**Problem set**
[a] Rewrite the forum thread about Dirac Live's corrected response from "I just wanted" up to and including "various measurement positions.", putting "blue lines" in place of "green lines" wherever it occurs.
[b] Summarize the forum thread about Dirac Live's corrected response in two sentences.
[c] Resume the forum thread about Dirac Live's corrected response from the point where it stops.

**Selected excerpt**
━━━

# DIRAClive corrected response



## hifikid80 (May 30, 2016)

Hi,

I just wanted to know..what will be the corrected response look like if i measure it with REW. I found this image on the internet, would it look like one of the green lines or that yellow flat line in the middle which seems to be too good?. thanks.


----------



## JohnM (Apr 11, 2006)

The line in the middle is Dirac's prediction of what the average of the various individual measurements will look like after correction, the green lines are all the individual after-correction responses in the various measurement positions.


----------



## hifikid80 (May 30, 2016)

what would be my response curve if i measure it with REW? would it be closer to line in the middle ?


----------



## JohnM (Apr 11, 2006)

No, it would look like one of the green lines. Correction systems like Dirac, Audyssey or equalisers like those from miniDSP or Behringer cannot alter the seat-to-seat variation between measurements. When multiple measurements are made in Dirac it generates corrections that help on average, which means the corrections won't be an exact match for any individual location. If you measure at a single position and ask Dirac to correct only that, you will get something more like the yellow line. But if you move the mic and measure again at the new position you will get a different result.


----------



## KelvinS1965 (Feb 6, 2011)

━━━

**Supplied records**
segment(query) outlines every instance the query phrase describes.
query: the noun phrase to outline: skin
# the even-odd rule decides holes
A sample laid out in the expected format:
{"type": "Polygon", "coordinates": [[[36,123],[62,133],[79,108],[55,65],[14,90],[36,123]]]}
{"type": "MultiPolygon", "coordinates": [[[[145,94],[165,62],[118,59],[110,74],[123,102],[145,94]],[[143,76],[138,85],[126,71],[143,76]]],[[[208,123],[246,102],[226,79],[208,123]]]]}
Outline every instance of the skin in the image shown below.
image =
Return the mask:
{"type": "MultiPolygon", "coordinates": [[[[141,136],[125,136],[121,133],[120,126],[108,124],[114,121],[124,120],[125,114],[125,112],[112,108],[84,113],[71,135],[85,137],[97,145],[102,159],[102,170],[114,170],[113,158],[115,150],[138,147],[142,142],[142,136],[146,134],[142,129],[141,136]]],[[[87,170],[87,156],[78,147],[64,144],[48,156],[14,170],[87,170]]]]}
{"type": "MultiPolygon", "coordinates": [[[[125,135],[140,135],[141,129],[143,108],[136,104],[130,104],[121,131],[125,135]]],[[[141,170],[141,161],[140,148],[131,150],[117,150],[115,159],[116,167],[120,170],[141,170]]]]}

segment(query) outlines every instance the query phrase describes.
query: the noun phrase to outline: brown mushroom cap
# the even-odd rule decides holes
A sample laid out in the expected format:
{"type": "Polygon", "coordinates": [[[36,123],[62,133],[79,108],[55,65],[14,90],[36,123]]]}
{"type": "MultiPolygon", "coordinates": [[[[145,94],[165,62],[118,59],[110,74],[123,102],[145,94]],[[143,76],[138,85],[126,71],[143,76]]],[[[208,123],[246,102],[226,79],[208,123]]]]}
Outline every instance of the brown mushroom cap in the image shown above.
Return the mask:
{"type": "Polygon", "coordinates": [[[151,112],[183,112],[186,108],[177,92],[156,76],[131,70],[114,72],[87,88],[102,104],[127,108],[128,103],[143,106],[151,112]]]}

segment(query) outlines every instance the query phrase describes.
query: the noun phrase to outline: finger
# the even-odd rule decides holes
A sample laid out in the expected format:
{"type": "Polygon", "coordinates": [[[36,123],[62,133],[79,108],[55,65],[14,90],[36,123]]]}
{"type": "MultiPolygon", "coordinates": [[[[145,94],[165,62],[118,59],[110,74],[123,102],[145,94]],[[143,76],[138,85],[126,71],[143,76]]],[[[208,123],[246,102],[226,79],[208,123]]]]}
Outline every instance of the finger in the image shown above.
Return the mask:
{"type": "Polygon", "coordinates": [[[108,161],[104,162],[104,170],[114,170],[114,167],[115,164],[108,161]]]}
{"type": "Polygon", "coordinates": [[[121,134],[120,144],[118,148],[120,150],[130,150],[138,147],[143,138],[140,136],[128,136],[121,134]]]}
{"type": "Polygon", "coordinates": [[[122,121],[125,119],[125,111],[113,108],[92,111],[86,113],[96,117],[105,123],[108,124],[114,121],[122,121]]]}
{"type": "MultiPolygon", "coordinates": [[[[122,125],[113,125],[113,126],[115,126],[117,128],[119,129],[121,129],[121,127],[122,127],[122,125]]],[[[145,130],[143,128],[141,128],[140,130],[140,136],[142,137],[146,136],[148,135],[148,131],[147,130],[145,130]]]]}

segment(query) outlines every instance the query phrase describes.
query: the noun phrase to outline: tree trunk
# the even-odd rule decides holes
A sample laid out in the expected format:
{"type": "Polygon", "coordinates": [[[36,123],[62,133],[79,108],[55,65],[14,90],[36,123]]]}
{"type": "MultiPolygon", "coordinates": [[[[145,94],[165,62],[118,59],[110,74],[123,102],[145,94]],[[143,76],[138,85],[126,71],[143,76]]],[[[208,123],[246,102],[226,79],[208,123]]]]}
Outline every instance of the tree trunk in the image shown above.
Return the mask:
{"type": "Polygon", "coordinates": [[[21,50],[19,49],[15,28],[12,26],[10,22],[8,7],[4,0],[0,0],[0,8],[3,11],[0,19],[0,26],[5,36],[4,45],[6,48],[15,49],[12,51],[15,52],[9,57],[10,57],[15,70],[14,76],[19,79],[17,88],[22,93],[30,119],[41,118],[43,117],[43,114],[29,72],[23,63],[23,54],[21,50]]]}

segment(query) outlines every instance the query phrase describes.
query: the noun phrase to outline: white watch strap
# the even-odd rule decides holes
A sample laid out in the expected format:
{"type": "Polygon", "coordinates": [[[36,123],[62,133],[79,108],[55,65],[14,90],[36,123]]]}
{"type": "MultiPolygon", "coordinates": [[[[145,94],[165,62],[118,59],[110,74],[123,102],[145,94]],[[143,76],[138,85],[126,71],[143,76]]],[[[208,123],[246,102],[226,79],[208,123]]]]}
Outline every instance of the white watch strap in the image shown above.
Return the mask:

━━━

**Final answers**
[a]
I just wanted to know..what will be the corrected response look like if i measure it with REW. I found this image on the internet, would it look like one of the blue lines or that yellow flat line in the middle which seems to be too good?. thanks.


----------



## JohnM (Apr 11, 2006)

The line in the middle is Dirac's prediction of what the average of the various individual measurements will look like after correction, the blue lines are all the individual after-correction responses in the various measurement positions.

[b] A user asks whether a response measured with REW after Dirac correction would match the flat yellow line in the middle of an image or one of the green lines. The reply explains that the middle line is Dirac's predicted average and that a REW measurement would look like one of the green lines, because correction systems cannot alter seat-to-seat variation and multi-position corrections only help on average.

[c]
I own a MiniDSP DDRC-88A Dirac live device. I have made Dirac calibrations using just a single point position for the microphone, then afterwards taken a measurement in REW. I found the two charts almost identical. However it is nigh on impossible to do the full 9 point Dirac calibration and then repeat the exact same 9 points when measuring in REW to compare as in the OP's example.

Bottom line is that I find Dirac works very well, though like most room EQ it still benefits from optimisation afterwards using REW, particularly around the crossover region by fine tuning the target curves of the speakers and sub(s), plus tweaking the sub delay timing.


----------



## Flak (Nov 15, 2013)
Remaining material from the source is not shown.